Data excerpts -
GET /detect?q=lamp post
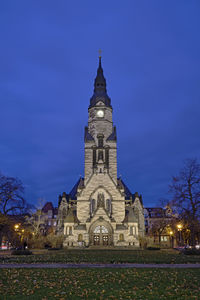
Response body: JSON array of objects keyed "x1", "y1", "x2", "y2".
[
  {"x1": 177, "y1": 224, "x2": 183, "y2": 246},
  {"x1": 169, "y1": 231, "x2": 174, "y2": 248}
]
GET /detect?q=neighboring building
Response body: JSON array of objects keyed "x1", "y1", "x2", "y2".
[
  {"x1": 28, "y1": 202, "x2": 58, "y2": 235},
  {"x1": 144, "y1": 207, "x2": 177, "y2": 248},
  {"x1": 57, "y1": 57, "x2": 145, "y2": 247}
]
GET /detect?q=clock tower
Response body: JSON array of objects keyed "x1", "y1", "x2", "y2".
[
  {"x1": 57, "y1": 56, "x2": 144, "y2": 247},
  {"x1": 85, "y1": 57, "x2": 117, "y2": 184}
]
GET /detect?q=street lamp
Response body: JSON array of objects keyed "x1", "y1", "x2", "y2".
[
  {"x1": 169, "y1": 230, "x2": 174, "y2": 248},
  {"x1": 177, "y1": 224, "x2": 183, "y2": 245},
  {"x1": 14, "y1": 224, "x2": 19, "y2": 230}
]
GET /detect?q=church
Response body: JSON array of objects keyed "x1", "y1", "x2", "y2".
[{"x1": 57, "y1": 56, "x2": 145, "y2": 248}]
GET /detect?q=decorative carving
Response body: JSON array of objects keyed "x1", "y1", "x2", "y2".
[{"x1": 97, "y1": 193, "x2": 105, "y2": 208}]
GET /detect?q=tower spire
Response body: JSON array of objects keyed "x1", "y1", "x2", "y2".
[{"x1": 90, "y1": 50, "x2": 111, "y2": 107}]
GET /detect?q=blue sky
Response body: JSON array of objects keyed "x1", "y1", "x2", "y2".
[{"x1": 0, "y1": 0, "x2": 200, "y2": 206}]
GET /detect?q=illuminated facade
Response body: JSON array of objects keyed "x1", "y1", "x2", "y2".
[{"x1": 57, "y1": 57, "x2": 145, "y2": 247}]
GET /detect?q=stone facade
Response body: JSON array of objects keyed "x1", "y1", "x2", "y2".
[{"x1": 57, "y1": 57, "x2": 145, "y2": 247}]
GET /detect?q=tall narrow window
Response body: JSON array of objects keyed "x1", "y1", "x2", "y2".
[
  {"x1": 93, "y1": 149, "x2": 96, "y2": 167},
  {"x1": 98, "y1": 150, "x2": 103, "y2": 161},
  {"x1": 105, "y1": 149, "x2": 109, "y2": 167},
  {"x1": 90, "y1": 199, "x2": 95, "y2": 215},
  {"x1": 98, "y1": 135, "x2": 103, "y2": 148},
  {"x1": 106, "y1": 199, "x2": 112, "y2": 214}
]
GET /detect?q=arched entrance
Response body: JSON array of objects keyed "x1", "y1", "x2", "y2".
[{"x1": 90, "y1": 224, "x2": 112, "y2": 246}]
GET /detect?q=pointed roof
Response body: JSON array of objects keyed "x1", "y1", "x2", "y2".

Written task -
Revise the part of the data that opens with the line containing "GET /detect?q=pointed roof" and closes at the end of the data, changing "pointed roof" to "steep roof" and leaving everything else unchanged.

Full solution -
GET /detect?q=steep roof
Response body: JSON array of objects keyed "x1", "y1", "x2", "y2".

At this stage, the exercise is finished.